Segmentation mask data:
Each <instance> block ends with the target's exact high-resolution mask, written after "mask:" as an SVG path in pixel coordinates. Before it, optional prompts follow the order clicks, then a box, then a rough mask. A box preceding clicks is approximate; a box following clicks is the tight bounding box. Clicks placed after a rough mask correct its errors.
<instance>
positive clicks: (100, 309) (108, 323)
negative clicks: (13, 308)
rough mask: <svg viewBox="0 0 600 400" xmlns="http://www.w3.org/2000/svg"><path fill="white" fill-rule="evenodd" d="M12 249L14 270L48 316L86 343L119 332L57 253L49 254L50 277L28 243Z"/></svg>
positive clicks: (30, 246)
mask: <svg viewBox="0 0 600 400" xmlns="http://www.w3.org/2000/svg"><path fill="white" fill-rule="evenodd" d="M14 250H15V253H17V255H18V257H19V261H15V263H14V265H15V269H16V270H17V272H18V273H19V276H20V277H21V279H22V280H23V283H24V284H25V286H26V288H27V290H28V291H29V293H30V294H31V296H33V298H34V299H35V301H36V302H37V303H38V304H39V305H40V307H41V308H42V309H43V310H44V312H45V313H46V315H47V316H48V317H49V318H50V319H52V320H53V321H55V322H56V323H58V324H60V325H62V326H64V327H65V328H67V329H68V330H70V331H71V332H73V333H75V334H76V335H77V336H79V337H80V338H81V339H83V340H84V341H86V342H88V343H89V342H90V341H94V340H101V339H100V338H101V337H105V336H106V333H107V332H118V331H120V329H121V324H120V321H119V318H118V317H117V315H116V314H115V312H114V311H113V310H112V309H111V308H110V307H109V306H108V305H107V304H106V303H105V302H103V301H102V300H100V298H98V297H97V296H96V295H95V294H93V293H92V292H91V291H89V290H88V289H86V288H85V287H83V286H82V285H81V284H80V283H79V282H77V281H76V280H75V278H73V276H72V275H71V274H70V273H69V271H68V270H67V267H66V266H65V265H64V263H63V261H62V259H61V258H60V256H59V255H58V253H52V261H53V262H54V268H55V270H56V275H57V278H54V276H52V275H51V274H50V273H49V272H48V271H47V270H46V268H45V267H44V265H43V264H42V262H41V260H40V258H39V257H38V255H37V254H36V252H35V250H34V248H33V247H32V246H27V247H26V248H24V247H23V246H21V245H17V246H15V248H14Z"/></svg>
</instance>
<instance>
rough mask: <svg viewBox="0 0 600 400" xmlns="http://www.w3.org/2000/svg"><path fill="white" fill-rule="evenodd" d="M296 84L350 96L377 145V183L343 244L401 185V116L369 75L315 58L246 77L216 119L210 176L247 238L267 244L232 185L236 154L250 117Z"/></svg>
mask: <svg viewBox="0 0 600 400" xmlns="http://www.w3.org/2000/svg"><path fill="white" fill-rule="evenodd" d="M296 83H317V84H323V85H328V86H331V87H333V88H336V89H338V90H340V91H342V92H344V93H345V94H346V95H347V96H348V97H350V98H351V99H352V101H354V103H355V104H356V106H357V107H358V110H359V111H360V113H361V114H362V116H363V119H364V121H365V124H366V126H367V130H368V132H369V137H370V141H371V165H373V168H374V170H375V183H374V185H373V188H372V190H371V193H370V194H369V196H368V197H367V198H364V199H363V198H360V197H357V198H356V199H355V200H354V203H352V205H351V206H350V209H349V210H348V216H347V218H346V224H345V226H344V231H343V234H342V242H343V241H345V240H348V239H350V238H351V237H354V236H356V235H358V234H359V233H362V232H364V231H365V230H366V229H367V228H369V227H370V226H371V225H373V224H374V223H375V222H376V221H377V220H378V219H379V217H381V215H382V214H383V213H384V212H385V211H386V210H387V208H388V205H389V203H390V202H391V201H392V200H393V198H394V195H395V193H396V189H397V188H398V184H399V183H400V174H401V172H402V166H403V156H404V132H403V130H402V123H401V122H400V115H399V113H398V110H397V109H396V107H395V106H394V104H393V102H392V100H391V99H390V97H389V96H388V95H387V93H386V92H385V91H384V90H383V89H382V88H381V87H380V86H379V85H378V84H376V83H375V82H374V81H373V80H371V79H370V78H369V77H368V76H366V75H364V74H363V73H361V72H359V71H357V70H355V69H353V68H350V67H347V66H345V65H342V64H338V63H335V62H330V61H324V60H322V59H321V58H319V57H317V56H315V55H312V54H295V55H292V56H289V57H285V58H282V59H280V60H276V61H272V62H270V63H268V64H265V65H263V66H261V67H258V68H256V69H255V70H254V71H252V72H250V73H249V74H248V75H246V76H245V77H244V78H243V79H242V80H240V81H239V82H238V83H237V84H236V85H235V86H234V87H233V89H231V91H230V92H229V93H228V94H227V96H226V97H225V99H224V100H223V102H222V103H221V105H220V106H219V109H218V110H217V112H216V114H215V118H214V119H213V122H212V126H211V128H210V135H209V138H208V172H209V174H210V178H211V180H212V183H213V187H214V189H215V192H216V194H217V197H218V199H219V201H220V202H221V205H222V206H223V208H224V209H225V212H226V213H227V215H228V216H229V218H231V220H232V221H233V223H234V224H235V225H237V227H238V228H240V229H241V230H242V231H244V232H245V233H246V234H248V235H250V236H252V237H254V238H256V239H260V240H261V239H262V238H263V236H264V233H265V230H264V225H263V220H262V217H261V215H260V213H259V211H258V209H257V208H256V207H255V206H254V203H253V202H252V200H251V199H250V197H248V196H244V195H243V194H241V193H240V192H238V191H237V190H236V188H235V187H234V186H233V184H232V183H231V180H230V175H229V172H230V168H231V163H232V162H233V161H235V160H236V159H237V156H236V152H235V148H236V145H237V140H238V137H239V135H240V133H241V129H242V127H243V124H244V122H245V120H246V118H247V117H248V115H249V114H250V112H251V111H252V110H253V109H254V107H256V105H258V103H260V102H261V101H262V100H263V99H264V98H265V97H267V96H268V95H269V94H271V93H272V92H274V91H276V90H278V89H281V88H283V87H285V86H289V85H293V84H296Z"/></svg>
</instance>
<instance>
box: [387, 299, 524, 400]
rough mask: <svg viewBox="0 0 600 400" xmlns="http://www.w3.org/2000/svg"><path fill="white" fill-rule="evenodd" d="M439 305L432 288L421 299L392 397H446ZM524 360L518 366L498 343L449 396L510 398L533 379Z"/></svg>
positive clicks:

Prompt: Only the lines above from the line with "negative clicks: (13, 308)" to the line with "249L14 270L48 316L86", those two lines included, should be reproduced exactly.

Your response:
negative clicks: (13, 308)
rough mask: <svg viewBox="0 0 600 400" xmlns="http://www.w3.org/2000/svg"><path fill="white" fill-rule="evenodd" d="M12 249L14 270L48 316L86 343L119 332L57 253L49 254L50 277L28 243Z"/></svg>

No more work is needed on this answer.